--- ACTIVITIES ---
A: In the Nucleome Browser text, which Chrome extension does the demo use to connect a local Jupyter notebook to Nucleome Browser?
B: Please copy the Nucleome Browser text word for word from "# Connect to" to "extension **Nucleome Bridge**.".

--- SELECTED EXTRACT ---
-- Opening Marker --

# Connect to Nucleome Browser inside Jupyter notebook

One of the key novel features of Nucleome Browser is a generic [*event-driven communication*](https://nb-docs.readthedocs.io/en/latest/index.html) mechanism. It allows Nucleome Browser to not only send and receive messages across panels in the Nucleome Browser but also communicate with external data portals via the Nucleome Bridge extension. This demo shows you how to use JavaScript inside jupyter notebook and connect your local Jupyter notebook to the [Nucleome Browser](http://vis.nucleome.org) using the Chrome extension **Nucleome Bridge**.

-- Closing Marker --

--- SUPPLIED INFORMATION ---
-- Opening Marker --

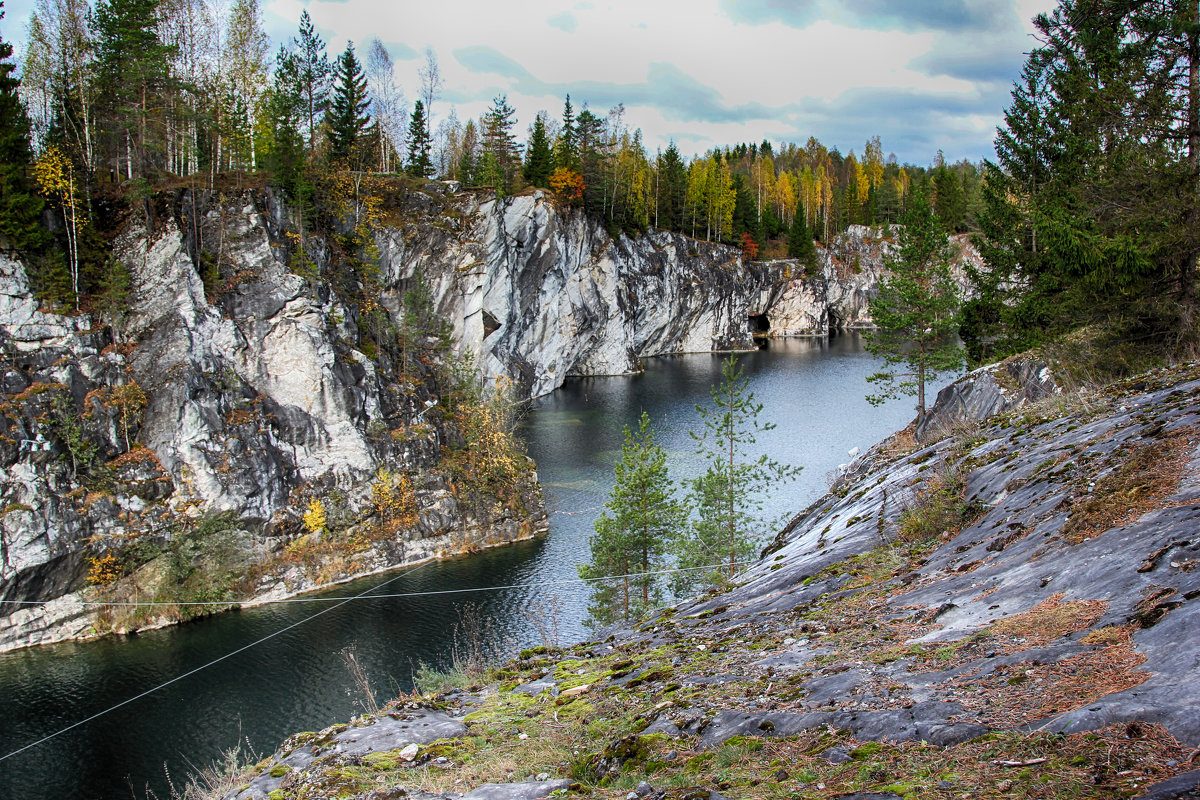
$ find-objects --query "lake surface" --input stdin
[0,336,913,800]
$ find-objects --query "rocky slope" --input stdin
[0,193,546,649]
[224,363,1200,800]
[755,225,983,336]
[0,184,964,649]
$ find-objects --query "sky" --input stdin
[0,0,1054,164]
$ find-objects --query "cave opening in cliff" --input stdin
[484,308,500,339]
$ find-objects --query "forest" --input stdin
[0,0,982,305]
[0,0,1200,371]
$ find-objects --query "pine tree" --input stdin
[0,1,43,251]
[292,8,332,152]
[325,42,371,162]
[554,95,580,173]
[673,355,800,591]
[404,101,433,178]
[264,47,307,200]
[524,114,554,188]
[654,142,688,230]
[866,192,964,420]
[578,411,686,625]
[96,0,174,179]
[481,95,521,196]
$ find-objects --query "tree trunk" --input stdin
[1180,0,1200,300]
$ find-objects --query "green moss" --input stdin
[850,741,883,762]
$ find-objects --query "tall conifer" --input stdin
[325,42,371,162]
[524,114,554,188]
[0,1,42,249]
[404,100,433,178]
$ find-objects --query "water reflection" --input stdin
[0,336,912,800]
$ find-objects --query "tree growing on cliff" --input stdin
[672,356,800,593]
[787,213,817,272]
[578,411,686,625]
[325,42,371,162]
[0,2,42,255]
[404,101,433,178]
[866,193,964,419]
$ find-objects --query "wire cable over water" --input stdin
[0,560,750,762]
[0,561,752,607]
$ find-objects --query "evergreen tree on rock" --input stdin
[325,42,371,162]
[0,2,43,251]
[524,114,554,188]
[866,192,964,420]
[578,411,686,626]
[672,355,800,594]
[404,100,433,178]
[292,8,332,152]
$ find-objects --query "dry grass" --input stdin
[992,591,1109,646]
[1062,428,1196,545]
[948,644,1150,728]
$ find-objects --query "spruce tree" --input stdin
[654,142,688,230]
[578,411,686,625]
[264,47,308,200]
[404,101,433,178]
[292,8,332,152]
[866,192,964,420]
[672,355,800,593]
[554,95,580,173]
[0,1,43,251]
[96,0,175,179]
[524,114,554,188]
[325,42,371,162]
[481,95,521,196]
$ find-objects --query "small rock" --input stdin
[821,747,850,764]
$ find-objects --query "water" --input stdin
[0,336,913,800]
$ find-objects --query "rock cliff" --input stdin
[0,184,970,649]
[752,225,983,336]
[0,192,546,649]
[224,363,1200,800]
[369,192,784,397]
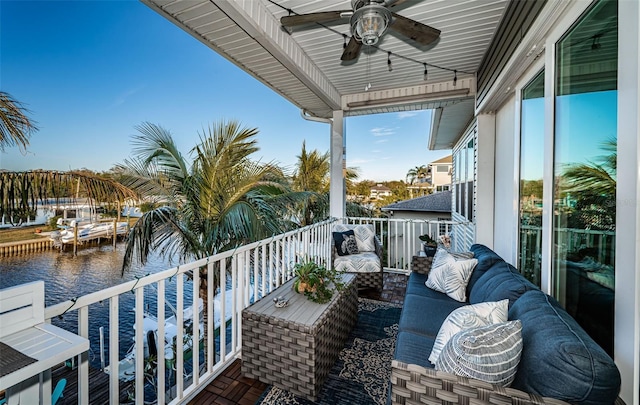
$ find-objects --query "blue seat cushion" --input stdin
[406,272,429,295]
[393,331,434,368]
[469,261,538,307]
[467,243,504,297]
[509,290,620,405]
[398,287,467,336]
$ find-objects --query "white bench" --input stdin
[0,281,89,405]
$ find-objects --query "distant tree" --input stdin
[347,180,376,200]
[384,180,410,201]
[0,91,38,152]
[406,165,429,184]
[520,180,543,198]
[0,170,137,225]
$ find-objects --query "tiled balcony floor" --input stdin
[189,273,407,405]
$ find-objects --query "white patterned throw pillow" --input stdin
[425,249,478,302]
[436,320,522,387]
[429,299,509,364]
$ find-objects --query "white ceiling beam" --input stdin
[211,0,340,110]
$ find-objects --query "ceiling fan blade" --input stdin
[280,10,353,27]
[340,37,362,61]
[389,13,440,45]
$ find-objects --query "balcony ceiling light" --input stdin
[351,4,391,45]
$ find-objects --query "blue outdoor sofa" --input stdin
[388,244,624,405]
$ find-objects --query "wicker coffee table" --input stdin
[242,274,358,401]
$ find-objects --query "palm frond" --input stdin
[0,91,38,151]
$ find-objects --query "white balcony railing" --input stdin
[6,218,453,405]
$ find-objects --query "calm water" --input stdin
[0,243,192,367]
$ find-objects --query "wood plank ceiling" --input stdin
[142,0,508,118]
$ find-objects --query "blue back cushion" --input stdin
[467,243,504,297]
[509,291,620,405]
[469,261,538,307]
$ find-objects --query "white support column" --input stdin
[329,110,347,218]
[475,114,496,247]
[614,1,640,404]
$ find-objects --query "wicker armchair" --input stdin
[331,224,383,291]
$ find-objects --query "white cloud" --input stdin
[398,111,418,120]
[371,127,396,136]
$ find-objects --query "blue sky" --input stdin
[0,0,450,181]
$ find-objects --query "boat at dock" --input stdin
[104,291,245,382]
[49,221,129,244]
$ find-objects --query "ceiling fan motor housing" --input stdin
[350,0,391,45]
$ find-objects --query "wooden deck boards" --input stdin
[189,273,407,405]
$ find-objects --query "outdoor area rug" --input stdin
[257,298,402,405]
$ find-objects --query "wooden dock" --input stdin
[51,364,133,405]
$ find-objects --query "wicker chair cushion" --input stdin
[333,229,360,256]
[393,331,434,368]
[509,291,620,405]
[429,300,509,364]
[398,287,466,336]
[469,261,538,307]
[425,249,478,302]
[333,252,381,273]
[333,224,376,252]
[435,321,522,387]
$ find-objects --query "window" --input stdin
[552,0,618,356]
[518,72,544,286]
[453,132,475,222]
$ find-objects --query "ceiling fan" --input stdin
[280,0,440,61]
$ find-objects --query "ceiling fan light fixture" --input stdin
[351,4,391,45]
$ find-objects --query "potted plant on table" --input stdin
[418,234,438,257]
[293,259,344,304]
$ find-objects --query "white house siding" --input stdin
[451,121,478,251]
[492,97,519,264]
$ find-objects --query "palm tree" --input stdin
[292,142,370,226]
[564,139,618,198]
[118,121,293,271]
[0,91,38,152]
[563,138,618,230]
[407,165,429,184]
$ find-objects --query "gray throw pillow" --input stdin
[435,320,522,387]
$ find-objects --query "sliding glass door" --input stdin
[552,1,618,355]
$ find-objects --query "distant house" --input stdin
[382,191,451,252]
[369,184,392,200]
[429,155,453,192]
[407,155,453,196]
[382,190,451,235]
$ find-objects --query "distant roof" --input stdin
[431,155,453,164]
[382,191,451,212]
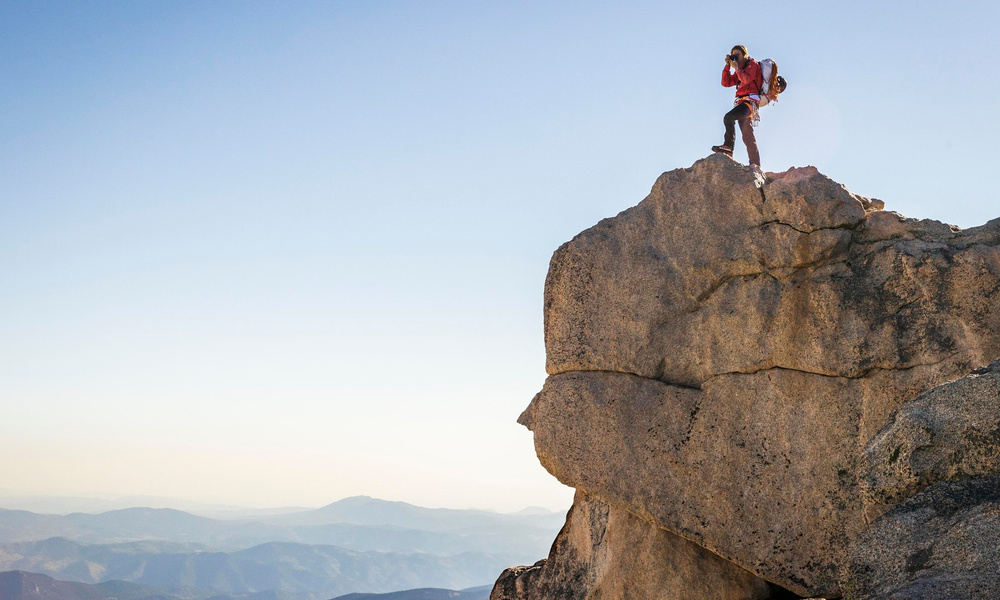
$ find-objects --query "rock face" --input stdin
[496,155,1000,598]
[847,478,1000,600]
[862,361,1000,504]
[490,493,789,600]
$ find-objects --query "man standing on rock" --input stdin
[712,46,764,170]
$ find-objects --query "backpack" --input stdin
[760,58,786,106]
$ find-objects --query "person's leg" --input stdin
[740,116,760,167]
[722,102,750,148]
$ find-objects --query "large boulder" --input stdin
[490,493,796,600]
[845,477,1000,600]
[520,156,1000,597]
[862,361,1000,504]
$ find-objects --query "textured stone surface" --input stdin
[845,478,1000,600]
[521,156,1000,597]
[862,361,1000,504]
[490,493,796,600]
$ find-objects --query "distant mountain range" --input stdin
[0,497,565,562]
[0,497,564,600]
[0,571,492,600]
[0,538,512,600]
[333,585,493,600]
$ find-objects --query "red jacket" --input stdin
[722,58,764,97]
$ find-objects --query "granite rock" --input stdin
[520,155,1000,597]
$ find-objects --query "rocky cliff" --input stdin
[492,155,1000,600]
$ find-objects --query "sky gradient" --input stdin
[0,0,1000,510]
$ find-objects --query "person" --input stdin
[712,46,764,169]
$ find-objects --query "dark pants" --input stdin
[722,102,760,167]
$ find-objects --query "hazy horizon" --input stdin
[0,489,569,514]
[0,0,1000,511]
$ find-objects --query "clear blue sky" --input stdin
[0,0,1000,510]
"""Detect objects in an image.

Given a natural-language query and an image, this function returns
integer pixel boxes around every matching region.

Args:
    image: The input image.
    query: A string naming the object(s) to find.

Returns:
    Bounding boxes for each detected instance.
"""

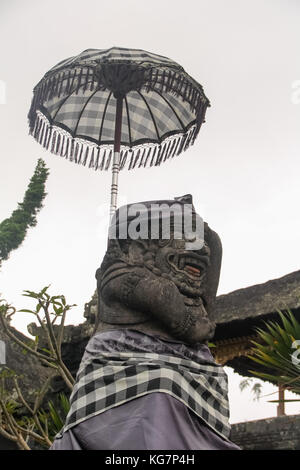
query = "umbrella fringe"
[150,146,158,166]
[154,144,163,166]
[128,149,134,170]
[105,150,113,170]
[132,149,141,169]
[89,148,95,168]
[55,133,62,154]
[138,148,146,168]
[95,145,100,171]
[82,147,89,166]
[30,111,199,171]
[74,142,79,163]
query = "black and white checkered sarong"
[57,330,230,440]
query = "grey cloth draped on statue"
[51,330,238,450]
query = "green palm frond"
[249,310,300,393]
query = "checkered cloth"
[29,47,209,170]
[57,339,230,440]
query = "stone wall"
[231,415,300,450]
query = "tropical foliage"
[0,159,49,264]
[250,310,300,401]
[0,286,75,450]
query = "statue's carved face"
[101,225,210,305]
[96,204,222,340]
[141,238,210,304]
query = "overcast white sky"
[0,0,300,422]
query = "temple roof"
[215,271,300,324]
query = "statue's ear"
[203,226,222,319]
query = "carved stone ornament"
[95,195,222,344]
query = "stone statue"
[96,195,222,344]
[52,195,238,450]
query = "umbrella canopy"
[29,47,209,212]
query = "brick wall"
[231,415,300,450]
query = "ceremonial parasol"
[28,47,209,215]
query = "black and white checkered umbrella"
[28,47,209,212]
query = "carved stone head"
[96,195,222,343]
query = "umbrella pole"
[109,96,123,220]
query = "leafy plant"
[0,159,49,265]
[0,286,75,450]
[249,310,300,394]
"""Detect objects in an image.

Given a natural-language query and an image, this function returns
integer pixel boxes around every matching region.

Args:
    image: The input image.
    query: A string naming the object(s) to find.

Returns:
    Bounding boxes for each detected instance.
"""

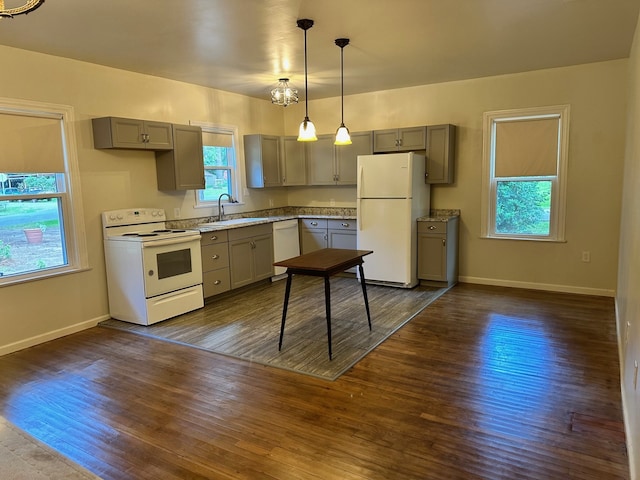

-- Closing Marker --

--- EXERCISE SOLUTIONS ---
A: Nucleome Bridge

B:
# Connect to Nucleome Browser inside Jupyter notebook

One of the key novel features of Nucleome Browser is a generic [*event-driven communication*](https://nb-docs.readthedocs.io/en/latest/index.html) mechanism. It allows Nucleome Browser to not only send and receive messages across panels in the Nucleome Browser but also communicate with external data portals via the Nucleome Bridge extension. This demo shows you how to use JavaScript inside jupyter notebook and connect your local Jupyter notebook to the [Nucleome Browser](http://vis.nucleome.org) using the Chrome extension **Nucleome Bridge**.